• _Source extract_
····················
How can I create a ply rule for recognizing CRs?
Question
I have trouble with distinguishing between \r (0x0d) and \n (0x0a) in my PLY lexer.
A minimal example is the following program
import ply.lex as lex
# token names
tokens = ('CR', 'LF')
# token regexes
t_CR = r'\r'
t_LF = r'\n'
# chars to ignore
t_ignore = 'abc \t'
# Build the lexer
lexer = lex.lex()
# lex
f = open('foo', 'r')
lexer.input(f.read())
while True:
tok = lexer.token()
if not tok: break
print(tok)
Now creating a file foo as follows:
printf "a\r\n\r\rbc\r\n\n\r" > foo
Verifying that it looks ok:
hd foo
00000000 61 0d 0a 0d 0d 62 63 0d 0a 0a 0d |a....bc....|
0000000b
Now I had assumed that I would get some CR and some LF tokens, but:
python3 crlf.py
WARNING: No t_error rule is defined
LexToken(LF,'\n',1,1)
····················
• _Information provided_
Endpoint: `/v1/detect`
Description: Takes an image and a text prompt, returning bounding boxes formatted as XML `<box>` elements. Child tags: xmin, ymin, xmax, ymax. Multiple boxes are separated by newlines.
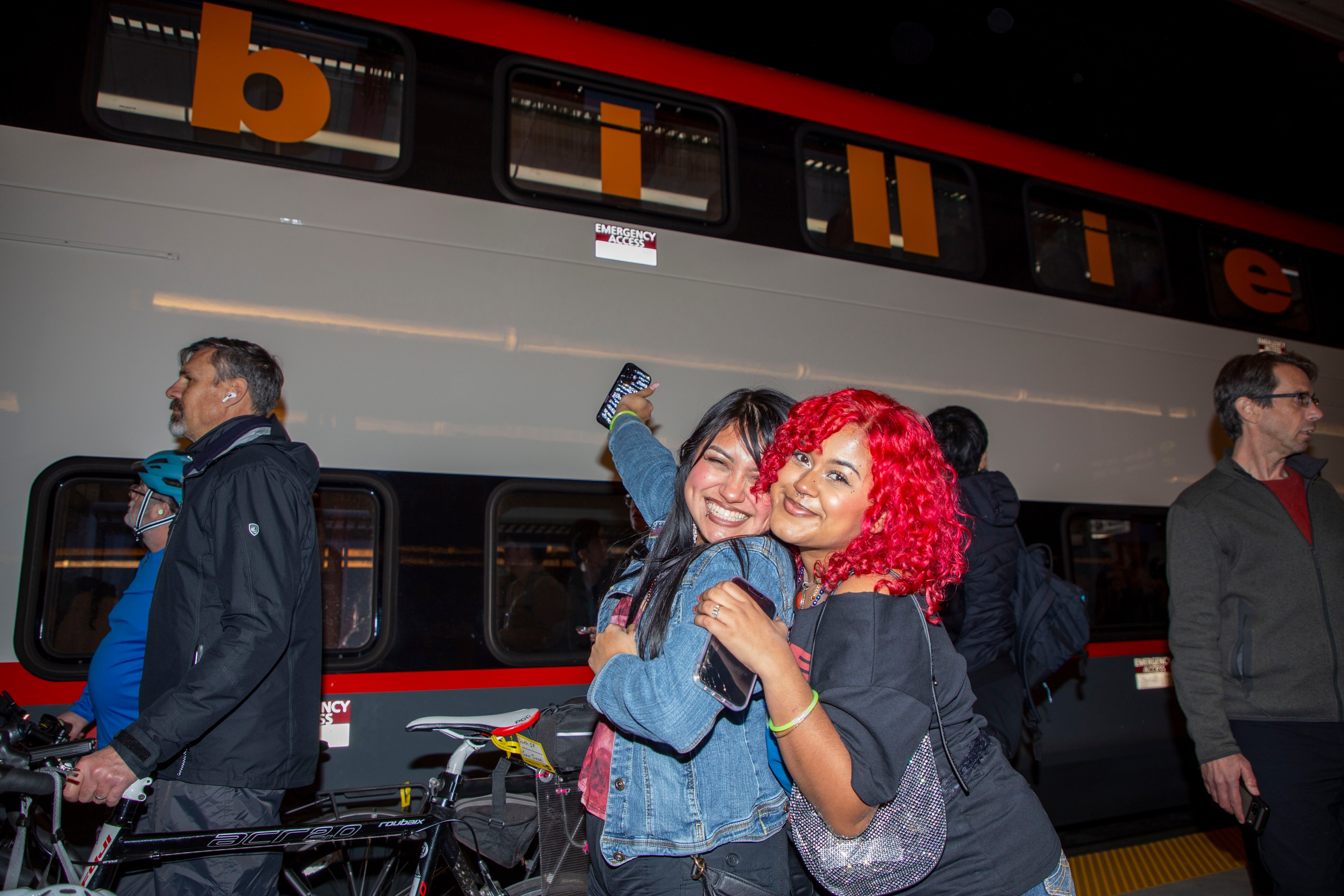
····················
• _Tasks_
**1)** Reproduce word for word the passage of the PLY lexer question starting with "How can I create" and going on through "lexer = lex.lex()".
**2)** Write the next part of the PLY lexer question, picking up after its last line of output.

• _Exercise results_
**1)**
How can I create a ply rule for recognizing CRs?
Question
I have trouble with distinguishing between \r (0x0d) and \n (0x0a) in my PLY lexer.
A minimal example is the following program
import ply.lex as lex
# token names
tokens = ('CR', 'LF')
# token regexes
t_CR = r'\r'
t_LF = r'\n'
# chars to ignore
t_ignore = 'abc \t'
# Build the lexer
lexer = lex.lex()

**2)**
LexToken(LF,'\n',1,2)
LexToken(LF,'\n',1,3)
LexToken(LF,'\n',1,6)
LexToken(LF,'\n',1,7)
LexToken(LF,'\n',1,8)
it turns out I only get LF tokens. I would like to know why this happens, and how I should do it instead.
This is Python 3.2.3 on Ubuntu 12.04
Solution
You open the file in the default mode. In that mode, newline=None
, meaning (among other things) that any of \r
, \n
and \r\n
are treated as end of line and converted into a single \n
character. See the open documentation for details.
You can disable this behavior by passing newline=''
to open
, which means it'll accept any kind of newline but not normalize them to \n
.